* **WHAT THIS TASK INVOLVES**
Write down each entry again, exactly as it reads.

* **INFORMATION SUPPLIED**
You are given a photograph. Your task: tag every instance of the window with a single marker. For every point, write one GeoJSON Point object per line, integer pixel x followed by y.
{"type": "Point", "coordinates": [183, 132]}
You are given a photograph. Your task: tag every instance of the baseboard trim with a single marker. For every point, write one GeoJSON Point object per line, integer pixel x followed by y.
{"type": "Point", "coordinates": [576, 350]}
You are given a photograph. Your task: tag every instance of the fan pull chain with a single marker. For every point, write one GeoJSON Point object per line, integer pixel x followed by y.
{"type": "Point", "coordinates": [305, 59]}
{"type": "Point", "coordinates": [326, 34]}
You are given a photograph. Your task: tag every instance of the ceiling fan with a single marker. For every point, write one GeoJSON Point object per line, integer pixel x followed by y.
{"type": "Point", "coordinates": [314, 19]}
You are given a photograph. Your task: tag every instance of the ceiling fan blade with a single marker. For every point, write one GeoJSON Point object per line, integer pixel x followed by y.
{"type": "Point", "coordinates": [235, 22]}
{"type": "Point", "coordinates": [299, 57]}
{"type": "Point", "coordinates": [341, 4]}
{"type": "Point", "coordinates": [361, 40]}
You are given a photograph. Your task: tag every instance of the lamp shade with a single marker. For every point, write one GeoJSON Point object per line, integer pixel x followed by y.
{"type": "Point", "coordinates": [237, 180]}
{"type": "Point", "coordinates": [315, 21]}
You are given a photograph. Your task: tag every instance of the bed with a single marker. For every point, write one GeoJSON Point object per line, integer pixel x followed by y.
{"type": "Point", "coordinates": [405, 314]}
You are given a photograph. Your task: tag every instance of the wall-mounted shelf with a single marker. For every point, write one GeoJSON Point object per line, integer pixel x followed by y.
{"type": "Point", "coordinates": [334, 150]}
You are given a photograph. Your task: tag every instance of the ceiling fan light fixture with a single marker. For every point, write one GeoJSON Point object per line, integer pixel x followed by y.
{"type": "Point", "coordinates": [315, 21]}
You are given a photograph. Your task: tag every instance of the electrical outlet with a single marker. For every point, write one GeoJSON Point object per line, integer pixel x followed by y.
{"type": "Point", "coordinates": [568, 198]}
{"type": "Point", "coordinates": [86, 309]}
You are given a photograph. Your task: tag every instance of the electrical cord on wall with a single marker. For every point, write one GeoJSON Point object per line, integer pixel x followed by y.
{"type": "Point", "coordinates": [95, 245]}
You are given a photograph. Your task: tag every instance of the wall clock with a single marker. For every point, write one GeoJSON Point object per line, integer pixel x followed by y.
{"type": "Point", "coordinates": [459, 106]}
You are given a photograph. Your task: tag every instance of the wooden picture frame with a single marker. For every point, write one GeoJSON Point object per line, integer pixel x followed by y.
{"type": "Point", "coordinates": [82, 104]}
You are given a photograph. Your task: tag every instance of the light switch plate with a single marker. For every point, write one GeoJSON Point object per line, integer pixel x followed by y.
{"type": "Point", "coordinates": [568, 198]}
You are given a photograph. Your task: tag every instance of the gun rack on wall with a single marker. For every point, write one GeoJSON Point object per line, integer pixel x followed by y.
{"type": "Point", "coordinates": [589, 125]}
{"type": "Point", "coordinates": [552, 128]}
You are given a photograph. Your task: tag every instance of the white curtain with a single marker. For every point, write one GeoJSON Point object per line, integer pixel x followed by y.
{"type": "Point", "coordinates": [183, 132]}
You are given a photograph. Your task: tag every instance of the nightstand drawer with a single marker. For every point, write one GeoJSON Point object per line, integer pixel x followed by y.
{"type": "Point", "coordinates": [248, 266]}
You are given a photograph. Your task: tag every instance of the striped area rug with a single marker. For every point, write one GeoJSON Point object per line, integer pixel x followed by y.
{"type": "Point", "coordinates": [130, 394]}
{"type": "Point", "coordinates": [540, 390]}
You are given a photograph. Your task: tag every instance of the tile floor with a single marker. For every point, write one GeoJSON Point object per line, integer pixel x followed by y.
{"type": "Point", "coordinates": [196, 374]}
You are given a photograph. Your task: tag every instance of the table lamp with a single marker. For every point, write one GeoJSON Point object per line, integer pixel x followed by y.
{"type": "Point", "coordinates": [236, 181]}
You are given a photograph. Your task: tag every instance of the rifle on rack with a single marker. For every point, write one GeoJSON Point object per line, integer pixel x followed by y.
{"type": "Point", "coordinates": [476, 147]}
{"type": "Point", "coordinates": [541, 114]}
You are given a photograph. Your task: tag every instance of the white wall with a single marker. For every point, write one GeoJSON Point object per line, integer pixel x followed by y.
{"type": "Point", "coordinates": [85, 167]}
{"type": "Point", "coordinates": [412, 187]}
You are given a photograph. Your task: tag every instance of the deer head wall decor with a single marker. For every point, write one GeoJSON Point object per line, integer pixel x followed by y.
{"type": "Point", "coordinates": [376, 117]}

* **REPLY TO THE TASK**
You are given a photograph. Your task: tag every instance of the window with a single marker. For every point, write one GeoJSON Point object per line, integer pixel x followed by y.
{"type": "Point", "coordinates": [183, 132]}
You are given a photograph. Your task: tag every instance of the baseboard trim with a single marker. For every point, write one GeoJSON Point object per line, integer pixel x followed by y.
{"type": "Point", "coordinates": [576, 350]}
You are given a photograph. Your task: tag every instance of the fan pull chain with a single marker. For every point, write one GeoJSON Point object per line, integer pixel x followed by y.
{"type": "Point", "coordinates": [305, 59]}
{"type": "Point", "coordinates": [326, 34]}
You are given a photograph. Your task: tag every instance of the ceiling fan with a single marker. For every point, write one GeoJSON Point object per line, integer pixel x followed by y.
{"type": "Point", "coordinates": [314, 19]}
You are given a photograph. Your task: tag every instance of the ceiling fan blade with a single marker. For every point, write one GeoJSON Point object per line, integer pixel x followed by y.
{"type": "Point", "coordinates": [235, 22]}
{"type": "Point", "coordinates": [299, 57]}
{"type": "Point", "coordinates": [341, 4]}
{"type": "Point", "coordinates": [361, 40]}
You are given a photograph. Your task: tag every instance of the lamp shade with a single marker. For every point, write one GeoJSON Point object per line, integer pixel x followed by y.
{"type": "Point", "coordinates": [237, 180]}
{"type": "Point", "coordinates": [315, 21]}
You are given a photograph. Your task: tag every instance of the bed with a single marker. For every point, write one GeoJSON Point object per line, integer pixel x followed by y.
{"type": "Point", "coordinates": [405, 314]}
You are given a photograph. Your task: tag every instance of the wall-mounted shelf with a single marker. For every point, write one GeoJSON Point object per line, integer pixel x followed by y.
{"type": "Point", "coordinates": [334, 150]}
You are given a photograph. Your task: tag every instance of the ceiling fan light fixture with a single marker. For every point, write one GeoJSON Point object per line, integer pixel x followed by y.
{"type": "Point", "coordinates": [315, 21]}
You are given a photograph. Your task: tag every instance of the electrical outlet with a single marker. For every point, write one GeoJSON Point object per line, integer pixel x followed by y.
{"type": "Point", "coordinates": [568, 198]}
{"type": "Point", "coordinates": [86, 309]}
You are given a photograph. Your task: tag every instance of the electrical cord on wall with a single marker. For every point, write one GeoJSON Point object per line, integer pixel x followed by y.
{"type": "Point", "coordinates": [95, 245]}
You are given a photograph. Your task: tag every instance of the wall clock with a single marker. For every point, write one GeoJSON Point object per line, integer pixel x followed by y.
{"type": "Point", "coordinates": [459, 106]}
You are given a photograph. Your task: tag every instance of the wooden picture frame with a single marker. For every point, write one GeoJSON Point object per line, integer pixel x followed by y.
{"type": "Point", "coordinates": [82, 104]}
You are given a photograph. Your task: tag every instance of the light switch plate with a single marker. For every point, write one GeoJSON Point object per line, integer pixel x followed by y.
{"type": "Point", "coordinates": [568, 198]}
You are given a photograph. Your task: tag every instance of the gun rack on wall with a single marker. For every point, write one GeoJSON Point object per line, integer pixel x followed by y.
{"type": "Point", "coordinates": [589, 125]}
{"type": "Point", "coordinates": [552, 128]}
You are given a photograph. Your task: tag every instance of the white curtain with a single marker. For every point, write one GeoJSON Point object per line, integer pixel x followed by y.
{"type": "Point", "coordinates": [183, 132]}
You are given a photograph. Your task: tag every instance of the nightstand drawer with a single marker. For every point, write one GeoJSON Point object per line, integer pixel x followed by y.
{"type": "Point", "coordinates": [248, 266]}
You are given a photograph. Your task: tag every instance of the striped area rug with a single marker. For every point, write one GeoJSON Point object per line, integer pixel x followed by y.
{"type": "Point", "coordinates": [130, 394]}
{"type": "Point", "coordinates": [540, 390]}
You are given a photograph. Your task: tag every instance of the tile floor with a single marker. For every point, write one GeoJSON Point object per line, integer pixel x followed by y.
{"type": "Point", "coordinates": [196, 374]}
You are given a photograph. Your task: tag every instance of the table lamp with a single marker. For every point, write one GeoJSON Point object per line, integer pixel x followed by y.
{"type": "Point", "coordinates": [236, 181]}
You are given a photograph. Your task: tag every instance of the rifle on rack with a single marker. For every point, write one GeoJSON Point object per line, integer pixel x followed by y.
{"type": "Point", "coordinates": [476, 147]}
{"type": "Point", "coordinates": [541, 114]}
You are given a photograph. Your task: tag every instance of the white wall with a single marker. For every point, write one GeoJSON Point object per line, integer pixel x followed by y.
{"type": "Point", "coordinates": [85, 167]}
{"type": "Point", "coordinates": [412, 187]}
You are given a photograph. Your task: tag every instance of the deer head wall decor with a single marker. For every point, write one GeoJSON Point object per line, integer pixel x followed by y.
{"type": "Point", "coordinates": [376, 117]}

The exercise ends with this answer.